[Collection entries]
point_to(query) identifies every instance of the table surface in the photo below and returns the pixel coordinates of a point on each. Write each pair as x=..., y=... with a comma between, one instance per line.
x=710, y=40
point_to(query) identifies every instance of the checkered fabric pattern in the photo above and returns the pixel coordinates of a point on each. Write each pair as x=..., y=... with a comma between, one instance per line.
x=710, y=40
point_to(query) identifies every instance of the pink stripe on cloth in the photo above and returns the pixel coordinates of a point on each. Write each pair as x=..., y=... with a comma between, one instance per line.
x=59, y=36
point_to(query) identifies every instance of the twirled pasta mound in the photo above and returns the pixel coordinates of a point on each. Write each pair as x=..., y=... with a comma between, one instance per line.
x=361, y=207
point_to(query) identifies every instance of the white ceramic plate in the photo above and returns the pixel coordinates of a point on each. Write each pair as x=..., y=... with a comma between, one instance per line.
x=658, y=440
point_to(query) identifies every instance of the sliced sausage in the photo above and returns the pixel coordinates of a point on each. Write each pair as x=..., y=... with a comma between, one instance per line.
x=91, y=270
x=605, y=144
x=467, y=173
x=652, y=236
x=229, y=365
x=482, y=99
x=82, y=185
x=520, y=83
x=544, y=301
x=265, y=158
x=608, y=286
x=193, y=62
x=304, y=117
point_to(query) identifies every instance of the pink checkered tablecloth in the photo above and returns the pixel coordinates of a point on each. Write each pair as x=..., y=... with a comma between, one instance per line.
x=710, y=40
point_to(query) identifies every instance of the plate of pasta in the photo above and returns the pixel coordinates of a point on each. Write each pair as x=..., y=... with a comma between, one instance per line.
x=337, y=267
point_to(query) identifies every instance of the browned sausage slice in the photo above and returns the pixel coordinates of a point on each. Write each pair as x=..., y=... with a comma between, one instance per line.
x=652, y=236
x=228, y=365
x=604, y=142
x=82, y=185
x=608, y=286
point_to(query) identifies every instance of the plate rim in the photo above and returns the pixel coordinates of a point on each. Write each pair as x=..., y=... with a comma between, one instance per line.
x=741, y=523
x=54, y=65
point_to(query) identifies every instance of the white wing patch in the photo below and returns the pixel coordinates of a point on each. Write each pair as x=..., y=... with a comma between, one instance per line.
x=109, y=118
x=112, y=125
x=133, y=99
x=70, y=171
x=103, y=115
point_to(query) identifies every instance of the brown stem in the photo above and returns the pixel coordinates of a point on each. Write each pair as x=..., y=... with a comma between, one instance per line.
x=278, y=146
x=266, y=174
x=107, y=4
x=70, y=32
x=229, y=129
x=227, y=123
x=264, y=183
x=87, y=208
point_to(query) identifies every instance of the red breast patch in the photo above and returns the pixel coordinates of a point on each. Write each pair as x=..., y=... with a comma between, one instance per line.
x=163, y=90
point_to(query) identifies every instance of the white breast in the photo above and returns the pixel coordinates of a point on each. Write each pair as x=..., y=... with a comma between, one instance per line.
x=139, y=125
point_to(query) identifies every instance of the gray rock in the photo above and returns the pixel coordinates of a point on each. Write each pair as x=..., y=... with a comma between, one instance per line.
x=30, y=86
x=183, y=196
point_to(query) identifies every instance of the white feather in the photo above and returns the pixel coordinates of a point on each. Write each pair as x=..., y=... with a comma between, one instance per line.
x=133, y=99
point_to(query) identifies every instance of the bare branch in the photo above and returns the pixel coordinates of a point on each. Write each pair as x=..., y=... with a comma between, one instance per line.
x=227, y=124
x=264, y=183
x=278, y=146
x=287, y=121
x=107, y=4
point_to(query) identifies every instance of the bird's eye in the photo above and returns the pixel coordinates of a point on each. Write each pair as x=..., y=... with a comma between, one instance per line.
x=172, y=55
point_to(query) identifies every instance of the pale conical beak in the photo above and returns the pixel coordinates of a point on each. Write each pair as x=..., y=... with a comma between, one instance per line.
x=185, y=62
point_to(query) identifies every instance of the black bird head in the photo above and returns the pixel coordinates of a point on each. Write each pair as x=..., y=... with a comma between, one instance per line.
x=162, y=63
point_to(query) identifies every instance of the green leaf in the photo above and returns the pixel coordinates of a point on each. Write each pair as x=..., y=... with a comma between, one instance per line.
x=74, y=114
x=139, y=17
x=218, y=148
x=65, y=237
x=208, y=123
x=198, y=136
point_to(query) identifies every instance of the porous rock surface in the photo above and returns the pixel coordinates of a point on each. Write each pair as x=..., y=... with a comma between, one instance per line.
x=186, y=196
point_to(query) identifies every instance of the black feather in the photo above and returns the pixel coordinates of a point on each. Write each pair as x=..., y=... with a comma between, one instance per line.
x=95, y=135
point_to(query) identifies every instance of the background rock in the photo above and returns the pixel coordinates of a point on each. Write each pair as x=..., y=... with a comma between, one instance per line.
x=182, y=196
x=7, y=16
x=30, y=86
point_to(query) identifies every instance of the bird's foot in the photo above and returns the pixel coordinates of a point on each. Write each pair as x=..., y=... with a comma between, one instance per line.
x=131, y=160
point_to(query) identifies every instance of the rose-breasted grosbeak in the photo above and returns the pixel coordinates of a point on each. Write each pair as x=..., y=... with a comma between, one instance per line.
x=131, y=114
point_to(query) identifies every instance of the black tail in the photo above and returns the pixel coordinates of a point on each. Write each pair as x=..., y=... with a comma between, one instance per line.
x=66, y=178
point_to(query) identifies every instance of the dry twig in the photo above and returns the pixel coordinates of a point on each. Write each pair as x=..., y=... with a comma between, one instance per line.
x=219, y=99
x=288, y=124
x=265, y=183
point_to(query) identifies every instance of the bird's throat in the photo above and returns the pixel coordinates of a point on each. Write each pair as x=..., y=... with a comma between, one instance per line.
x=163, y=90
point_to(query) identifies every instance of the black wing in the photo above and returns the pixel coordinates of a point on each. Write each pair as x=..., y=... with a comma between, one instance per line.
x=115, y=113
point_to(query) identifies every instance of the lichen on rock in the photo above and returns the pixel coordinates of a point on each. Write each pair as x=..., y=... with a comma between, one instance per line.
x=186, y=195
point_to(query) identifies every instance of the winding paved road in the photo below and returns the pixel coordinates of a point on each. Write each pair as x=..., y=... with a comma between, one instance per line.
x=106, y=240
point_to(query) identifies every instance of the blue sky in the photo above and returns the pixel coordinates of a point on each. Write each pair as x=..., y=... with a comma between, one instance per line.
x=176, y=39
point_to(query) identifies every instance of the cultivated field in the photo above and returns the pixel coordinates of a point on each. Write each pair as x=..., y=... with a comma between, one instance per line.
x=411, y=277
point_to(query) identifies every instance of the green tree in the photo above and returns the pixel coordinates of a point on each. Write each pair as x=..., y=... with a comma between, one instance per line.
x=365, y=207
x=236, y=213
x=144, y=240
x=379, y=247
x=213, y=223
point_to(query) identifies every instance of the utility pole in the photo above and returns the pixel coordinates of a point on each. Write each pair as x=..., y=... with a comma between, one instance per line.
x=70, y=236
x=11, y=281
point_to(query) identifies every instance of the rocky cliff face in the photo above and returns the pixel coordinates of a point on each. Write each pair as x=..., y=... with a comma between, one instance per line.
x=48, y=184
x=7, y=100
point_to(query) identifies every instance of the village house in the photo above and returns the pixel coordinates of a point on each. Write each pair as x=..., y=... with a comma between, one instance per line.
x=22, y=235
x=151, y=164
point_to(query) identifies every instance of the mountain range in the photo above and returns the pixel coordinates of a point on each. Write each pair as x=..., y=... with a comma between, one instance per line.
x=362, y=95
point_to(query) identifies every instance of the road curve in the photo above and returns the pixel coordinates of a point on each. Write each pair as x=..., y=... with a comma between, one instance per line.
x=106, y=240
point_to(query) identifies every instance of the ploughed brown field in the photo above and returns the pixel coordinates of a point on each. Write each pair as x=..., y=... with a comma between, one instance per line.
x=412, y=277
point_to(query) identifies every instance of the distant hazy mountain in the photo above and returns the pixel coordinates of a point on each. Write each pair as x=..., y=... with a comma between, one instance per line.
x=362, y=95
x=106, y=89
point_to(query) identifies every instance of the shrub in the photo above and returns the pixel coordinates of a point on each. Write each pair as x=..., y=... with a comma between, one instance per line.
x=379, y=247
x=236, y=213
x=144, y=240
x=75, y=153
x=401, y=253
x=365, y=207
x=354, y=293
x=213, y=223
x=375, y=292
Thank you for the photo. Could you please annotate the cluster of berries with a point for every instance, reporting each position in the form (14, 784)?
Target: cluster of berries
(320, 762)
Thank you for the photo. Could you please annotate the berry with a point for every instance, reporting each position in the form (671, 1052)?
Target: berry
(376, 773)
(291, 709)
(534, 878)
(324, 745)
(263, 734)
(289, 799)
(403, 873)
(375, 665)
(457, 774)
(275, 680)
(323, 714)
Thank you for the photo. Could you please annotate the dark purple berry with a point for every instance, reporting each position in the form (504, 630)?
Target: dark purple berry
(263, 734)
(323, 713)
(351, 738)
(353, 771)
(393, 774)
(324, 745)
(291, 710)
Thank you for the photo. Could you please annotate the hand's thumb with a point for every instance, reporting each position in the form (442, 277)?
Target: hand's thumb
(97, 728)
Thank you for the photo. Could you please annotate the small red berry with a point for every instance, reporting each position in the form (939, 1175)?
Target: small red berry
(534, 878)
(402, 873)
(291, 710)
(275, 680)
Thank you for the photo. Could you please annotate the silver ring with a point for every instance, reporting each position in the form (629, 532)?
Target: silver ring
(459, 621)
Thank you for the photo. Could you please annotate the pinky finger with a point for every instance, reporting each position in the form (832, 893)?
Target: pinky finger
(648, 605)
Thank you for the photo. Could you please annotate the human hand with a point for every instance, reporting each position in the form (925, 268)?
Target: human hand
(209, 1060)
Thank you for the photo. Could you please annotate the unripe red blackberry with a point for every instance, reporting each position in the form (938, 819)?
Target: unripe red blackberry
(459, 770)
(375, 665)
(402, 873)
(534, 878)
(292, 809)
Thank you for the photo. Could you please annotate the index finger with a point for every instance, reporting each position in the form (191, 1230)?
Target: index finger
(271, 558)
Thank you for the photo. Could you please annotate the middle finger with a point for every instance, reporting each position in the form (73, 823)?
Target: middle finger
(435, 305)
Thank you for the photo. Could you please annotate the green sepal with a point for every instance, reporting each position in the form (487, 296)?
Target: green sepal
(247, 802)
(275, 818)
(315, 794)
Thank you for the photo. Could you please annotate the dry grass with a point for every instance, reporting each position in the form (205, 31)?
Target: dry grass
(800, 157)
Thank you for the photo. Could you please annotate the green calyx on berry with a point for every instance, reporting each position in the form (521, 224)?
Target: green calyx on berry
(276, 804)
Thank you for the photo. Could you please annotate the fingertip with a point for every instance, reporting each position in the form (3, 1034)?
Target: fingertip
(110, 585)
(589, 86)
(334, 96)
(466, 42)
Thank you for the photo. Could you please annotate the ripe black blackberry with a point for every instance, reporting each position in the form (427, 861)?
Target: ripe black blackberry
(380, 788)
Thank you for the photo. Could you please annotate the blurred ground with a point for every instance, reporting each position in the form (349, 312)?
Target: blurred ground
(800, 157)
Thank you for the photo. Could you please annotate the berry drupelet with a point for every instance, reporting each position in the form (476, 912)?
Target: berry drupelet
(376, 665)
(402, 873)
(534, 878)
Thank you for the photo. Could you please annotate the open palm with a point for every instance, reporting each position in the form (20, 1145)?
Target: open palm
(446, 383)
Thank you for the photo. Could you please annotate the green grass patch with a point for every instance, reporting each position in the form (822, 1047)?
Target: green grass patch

▶ **Task objective**
No line before the one containing "Thank you for the photo. Could you please annotate the dry" belongs in the answer; give again exactly that line and all lines after it through the end of the data.

▶ **Written answer**
Thank you for the photo. Could you please annotate the dry grass with a point for every instance, reporting each position in the form (205, 31)?
Target: dry grass
(800, 157)
Thank you for the photo. Could you please annotate the green calyx on berry with a point for every instance, reporting each position in the form (521, 224)?
Target: green calyx on berry
(276, 804)
Thank you for the photo. Could you please annotate the fingertip with a point for every instance, reporting each position in the form (3, 1034)?
Target: fingertip
(110, 585)
(589, 86)
(334, 96)
(466, 42)
Thank you for the photo. Could you please annotate the ripe black blackberry with a point for every instance, reporting each position in the form (427, 861)?
Target: ripe black blackberry
(380, 788)
Thank you for the photo. Could you please annotate the blurred ground with a point for every instance, reporting each position in the form (349, 312)?
Target: blurred ground
(800, 157)
Thank you for the photo. Could you please annotate the berry drupelet with a point for every instance, reporting each position in the form (476, 912)?
Target: berry drupelet
(376, 665)
(402, 873)
(534, 878)
Thank you for the photo. Could you please annotate the open palm with a point for every instance, reporting each position in the form (20, 1145)?
Target: open palm
(446, 383)
Thank you for the photo. Could you please annotate the green grass patch with a point for every instance, reporting each position in the form (822, 1047)?
Target: green grass patch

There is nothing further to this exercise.